(Referring expression data)

* * * *

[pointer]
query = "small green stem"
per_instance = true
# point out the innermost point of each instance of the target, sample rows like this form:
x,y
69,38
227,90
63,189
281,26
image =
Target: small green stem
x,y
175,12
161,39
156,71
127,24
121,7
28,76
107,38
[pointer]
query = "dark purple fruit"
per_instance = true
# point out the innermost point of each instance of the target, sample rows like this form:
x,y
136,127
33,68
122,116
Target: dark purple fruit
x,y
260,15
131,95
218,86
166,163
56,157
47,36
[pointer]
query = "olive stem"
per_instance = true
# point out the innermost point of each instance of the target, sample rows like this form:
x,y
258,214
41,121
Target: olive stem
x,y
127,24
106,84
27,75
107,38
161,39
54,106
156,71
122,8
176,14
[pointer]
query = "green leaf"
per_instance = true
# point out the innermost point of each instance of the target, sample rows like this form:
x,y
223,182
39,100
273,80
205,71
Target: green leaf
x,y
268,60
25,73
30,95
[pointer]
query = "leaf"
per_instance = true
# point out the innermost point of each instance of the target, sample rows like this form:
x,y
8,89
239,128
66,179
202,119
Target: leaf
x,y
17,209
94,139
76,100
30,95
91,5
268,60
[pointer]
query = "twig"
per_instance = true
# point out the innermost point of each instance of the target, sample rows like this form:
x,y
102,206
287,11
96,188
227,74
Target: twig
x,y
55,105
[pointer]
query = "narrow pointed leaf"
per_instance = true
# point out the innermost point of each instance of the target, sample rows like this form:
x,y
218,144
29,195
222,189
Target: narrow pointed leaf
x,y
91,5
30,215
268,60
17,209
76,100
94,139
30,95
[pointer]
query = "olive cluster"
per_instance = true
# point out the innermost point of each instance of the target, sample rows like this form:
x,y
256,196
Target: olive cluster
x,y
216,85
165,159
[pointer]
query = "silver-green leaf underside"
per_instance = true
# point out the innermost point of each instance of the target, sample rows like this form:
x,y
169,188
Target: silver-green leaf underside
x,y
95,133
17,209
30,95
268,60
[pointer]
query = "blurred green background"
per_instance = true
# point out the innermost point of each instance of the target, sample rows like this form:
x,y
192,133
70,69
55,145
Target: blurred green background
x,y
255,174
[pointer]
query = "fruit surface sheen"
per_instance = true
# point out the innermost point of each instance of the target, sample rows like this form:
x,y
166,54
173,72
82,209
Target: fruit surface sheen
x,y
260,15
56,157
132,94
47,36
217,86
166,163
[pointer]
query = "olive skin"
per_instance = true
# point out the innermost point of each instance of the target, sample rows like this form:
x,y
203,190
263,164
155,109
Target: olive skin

* * * *

Task objective:
Whenever a line above contains "query", copy that line.

Completed exercise:
query = "small green stem"
query = "dark purple fruit"
query = "olive stem"
query = "green leaf"
query = "leaf"
query = "twig"
query = "narrow pointed leaf"
query = "olive cluster"
query = "silver-green leaf underside"
query = "blurred green background"
query = "fruit surface sheen"
query = "olive skin"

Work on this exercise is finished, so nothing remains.